======== Material for the task
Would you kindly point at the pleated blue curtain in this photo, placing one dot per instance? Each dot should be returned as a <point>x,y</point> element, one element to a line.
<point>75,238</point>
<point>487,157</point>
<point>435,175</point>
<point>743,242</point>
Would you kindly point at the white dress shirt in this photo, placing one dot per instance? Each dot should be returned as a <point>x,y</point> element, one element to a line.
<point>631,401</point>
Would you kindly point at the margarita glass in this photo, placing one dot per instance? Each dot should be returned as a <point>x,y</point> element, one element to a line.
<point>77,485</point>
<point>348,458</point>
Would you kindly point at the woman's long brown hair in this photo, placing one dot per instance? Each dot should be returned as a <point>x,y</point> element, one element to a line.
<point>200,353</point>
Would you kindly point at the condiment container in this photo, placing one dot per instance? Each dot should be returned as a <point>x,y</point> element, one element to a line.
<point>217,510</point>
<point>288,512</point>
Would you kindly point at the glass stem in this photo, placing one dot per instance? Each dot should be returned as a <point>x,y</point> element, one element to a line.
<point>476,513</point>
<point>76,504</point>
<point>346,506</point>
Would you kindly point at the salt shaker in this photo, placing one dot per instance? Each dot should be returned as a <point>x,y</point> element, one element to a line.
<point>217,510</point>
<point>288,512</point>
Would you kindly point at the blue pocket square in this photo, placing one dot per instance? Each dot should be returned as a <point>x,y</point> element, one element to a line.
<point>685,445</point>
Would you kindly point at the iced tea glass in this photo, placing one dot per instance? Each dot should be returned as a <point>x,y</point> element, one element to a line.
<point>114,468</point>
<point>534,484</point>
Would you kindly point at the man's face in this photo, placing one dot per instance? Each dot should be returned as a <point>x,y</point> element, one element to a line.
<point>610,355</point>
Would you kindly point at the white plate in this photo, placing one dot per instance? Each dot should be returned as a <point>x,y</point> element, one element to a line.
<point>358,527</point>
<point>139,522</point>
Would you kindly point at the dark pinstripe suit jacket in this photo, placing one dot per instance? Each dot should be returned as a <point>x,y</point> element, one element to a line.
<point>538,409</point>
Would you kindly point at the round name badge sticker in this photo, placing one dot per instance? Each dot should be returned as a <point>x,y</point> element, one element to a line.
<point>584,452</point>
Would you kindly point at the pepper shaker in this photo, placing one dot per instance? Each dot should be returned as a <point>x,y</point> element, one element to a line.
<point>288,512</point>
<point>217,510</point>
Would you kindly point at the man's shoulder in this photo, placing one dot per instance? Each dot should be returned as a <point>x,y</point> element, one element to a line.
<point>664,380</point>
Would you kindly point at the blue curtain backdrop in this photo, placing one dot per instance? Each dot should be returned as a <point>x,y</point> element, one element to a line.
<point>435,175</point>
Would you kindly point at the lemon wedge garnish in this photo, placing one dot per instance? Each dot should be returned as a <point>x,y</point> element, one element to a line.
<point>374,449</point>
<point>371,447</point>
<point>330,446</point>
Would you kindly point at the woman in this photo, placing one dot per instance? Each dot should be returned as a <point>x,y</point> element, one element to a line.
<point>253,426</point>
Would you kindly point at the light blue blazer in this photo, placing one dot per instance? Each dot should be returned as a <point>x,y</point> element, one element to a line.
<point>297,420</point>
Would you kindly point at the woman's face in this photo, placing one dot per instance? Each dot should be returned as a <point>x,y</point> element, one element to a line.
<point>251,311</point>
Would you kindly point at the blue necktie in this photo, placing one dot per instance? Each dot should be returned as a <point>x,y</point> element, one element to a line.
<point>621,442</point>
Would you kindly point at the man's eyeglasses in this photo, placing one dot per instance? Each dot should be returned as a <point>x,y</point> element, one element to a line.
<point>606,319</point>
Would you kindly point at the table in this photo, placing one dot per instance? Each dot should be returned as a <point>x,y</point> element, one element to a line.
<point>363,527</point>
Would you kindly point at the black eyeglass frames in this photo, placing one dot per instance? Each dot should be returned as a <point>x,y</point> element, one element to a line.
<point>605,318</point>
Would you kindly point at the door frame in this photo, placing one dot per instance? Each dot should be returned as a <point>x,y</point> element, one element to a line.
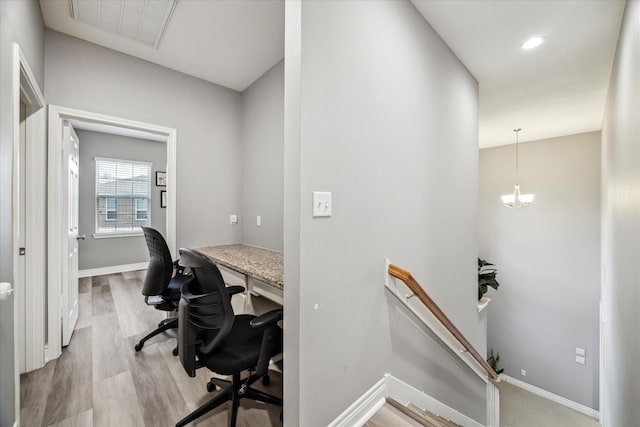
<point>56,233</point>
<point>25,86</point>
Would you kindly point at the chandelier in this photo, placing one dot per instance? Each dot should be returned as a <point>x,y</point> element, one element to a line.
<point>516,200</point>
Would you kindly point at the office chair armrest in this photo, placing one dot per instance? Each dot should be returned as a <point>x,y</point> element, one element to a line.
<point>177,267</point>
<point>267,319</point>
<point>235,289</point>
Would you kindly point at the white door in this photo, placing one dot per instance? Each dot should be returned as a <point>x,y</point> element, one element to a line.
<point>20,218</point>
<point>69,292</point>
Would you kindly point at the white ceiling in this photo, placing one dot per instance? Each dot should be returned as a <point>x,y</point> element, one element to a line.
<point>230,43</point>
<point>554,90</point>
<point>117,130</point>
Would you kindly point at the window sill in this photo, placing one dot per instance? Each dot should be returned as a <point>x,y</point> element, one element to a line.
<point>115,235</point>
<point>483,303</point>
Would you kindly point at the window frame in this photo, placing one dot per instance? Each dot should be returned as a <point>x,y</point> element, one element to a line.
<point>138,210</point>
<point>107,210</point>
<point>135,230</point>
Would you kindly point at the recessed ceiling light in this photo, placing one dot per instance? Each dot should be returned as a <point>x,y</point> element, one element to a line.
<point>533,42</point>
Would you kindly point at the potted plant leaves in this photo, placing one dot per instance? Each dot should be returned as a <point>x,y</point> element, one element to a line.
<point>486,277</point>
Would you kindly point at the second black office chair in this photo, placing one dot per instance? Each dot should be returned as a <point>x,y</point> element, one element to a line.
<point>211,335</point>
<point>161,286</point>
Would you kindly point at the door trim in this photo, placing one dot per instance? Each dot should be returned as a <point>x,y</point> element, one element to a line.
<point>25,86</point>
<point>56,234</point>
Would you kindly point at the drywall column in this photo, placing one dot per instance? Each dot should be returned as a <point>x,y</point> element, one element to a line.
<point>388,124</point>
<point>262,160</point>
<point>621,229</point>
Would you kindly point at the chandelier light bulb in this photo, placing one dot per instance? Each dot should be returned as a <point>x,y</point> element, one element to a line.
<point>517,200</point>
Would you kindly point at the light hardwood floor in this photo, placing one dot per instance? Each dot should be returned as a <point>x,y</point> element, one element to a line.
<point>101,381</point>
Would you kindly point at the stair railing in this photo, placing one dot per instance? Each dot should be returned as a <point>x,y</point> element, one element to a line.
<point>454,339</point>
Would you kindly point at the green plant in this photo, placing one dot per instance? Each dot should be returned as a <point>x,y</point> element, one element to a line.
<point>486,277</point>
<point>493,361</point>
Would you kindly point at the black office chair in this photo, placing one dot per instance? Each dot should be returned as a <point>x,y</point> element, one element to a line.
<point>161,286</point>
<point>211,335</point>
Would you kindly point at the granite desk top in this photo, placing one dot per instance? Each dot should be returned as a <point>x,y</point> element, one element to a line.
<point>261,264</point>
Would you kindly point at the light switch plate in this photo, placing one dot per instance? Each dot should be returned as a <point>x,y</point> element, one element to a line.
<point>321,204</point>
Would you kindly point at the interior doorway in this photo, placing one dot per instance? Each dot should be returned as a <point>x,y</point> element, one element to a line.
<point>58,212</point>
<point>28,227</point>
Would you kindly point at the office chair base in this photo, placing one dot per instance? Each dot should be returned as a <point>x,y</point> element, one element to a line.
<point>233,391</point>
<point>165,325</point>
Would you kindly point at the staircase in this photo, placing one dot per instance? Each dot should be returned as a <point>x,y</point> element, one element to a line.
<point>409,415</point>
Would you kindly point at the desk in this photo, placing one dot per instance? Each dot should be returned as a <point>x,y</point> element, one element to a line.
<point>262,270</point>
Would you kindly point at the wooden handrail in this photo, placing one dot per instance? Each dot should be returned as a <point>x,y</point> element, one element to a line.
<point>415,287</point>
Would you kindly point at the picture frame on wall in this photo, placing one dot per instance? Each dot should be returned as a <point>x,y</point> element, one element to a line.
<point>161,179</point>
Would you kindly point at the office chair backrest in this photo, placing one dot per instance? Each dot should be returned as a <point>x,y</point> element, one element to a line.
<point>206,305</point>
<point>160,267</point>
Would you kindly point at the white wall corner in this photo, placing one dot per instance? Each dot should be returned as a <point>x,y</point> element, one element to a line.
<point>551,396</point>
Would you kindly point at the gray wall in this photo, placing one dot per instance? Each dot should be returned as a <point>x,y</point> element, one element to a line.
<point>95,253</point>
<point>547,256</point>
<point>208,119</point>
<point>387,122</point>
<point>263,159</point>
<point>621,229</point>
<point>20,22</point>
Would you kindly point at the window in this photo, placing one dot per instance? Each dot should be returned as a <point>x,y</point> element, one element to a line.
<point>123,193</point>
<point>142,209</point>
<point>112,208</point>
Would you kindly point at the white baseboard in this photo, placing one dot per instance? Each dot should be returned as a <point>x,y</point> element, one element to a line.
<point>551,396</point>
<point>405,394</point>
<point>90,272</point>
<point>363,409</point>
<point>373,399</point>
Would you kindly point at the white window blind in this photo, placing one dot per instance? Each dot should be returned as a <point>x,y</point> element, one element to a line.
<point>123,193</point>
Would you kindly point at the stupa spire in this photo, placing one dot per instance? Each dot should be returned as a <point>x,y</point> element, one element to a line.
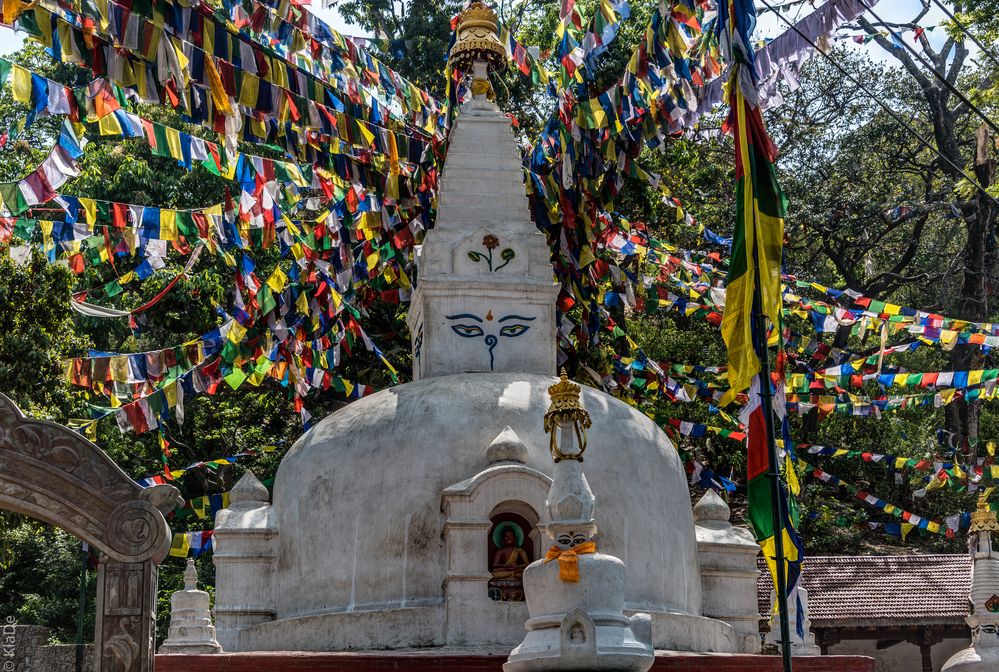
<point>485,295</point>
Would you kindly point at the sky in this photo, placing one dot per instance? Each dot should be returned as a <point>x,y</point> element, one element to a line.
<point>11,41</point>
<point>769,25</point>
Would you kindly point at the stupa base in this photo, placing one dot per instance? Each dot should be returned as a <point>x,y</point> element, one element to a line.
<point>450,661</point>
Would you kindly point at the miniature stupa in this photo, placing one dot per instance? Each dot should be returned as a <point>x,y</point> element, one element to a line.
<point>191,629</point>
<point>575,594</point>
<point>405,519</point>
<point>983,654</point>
================
*To be done*: Starting at the beginning of the records and ending at the line containing "<point>348,458</point>", inclusive, copy every line, requests included. Offset each x and y point coordinate in the answers by 120.

*Solution to this problem*:
Would you kindly point at the pleated blue curtain in this photo, placing one dot per instance? Each dot should be returned as a <point>x,y</point> element, one element to a line.
<point>195,358</point>
<point>607,277</point>
<point>555,295</point>
<point>863,362</point>
Would you kindly point at the white dress shirt in this photo, placing one dot per instance? Each dot should be returned as a <point>x,y</point> element, one element to a line.
<point>751,521</point>
Would you kindly point at the margarita glass in this photo, placing one dot per instance? Each dot should be returned as a <point>x,y</point> element, one element to a line.
<point>197,605</point>
<point>468,578</point>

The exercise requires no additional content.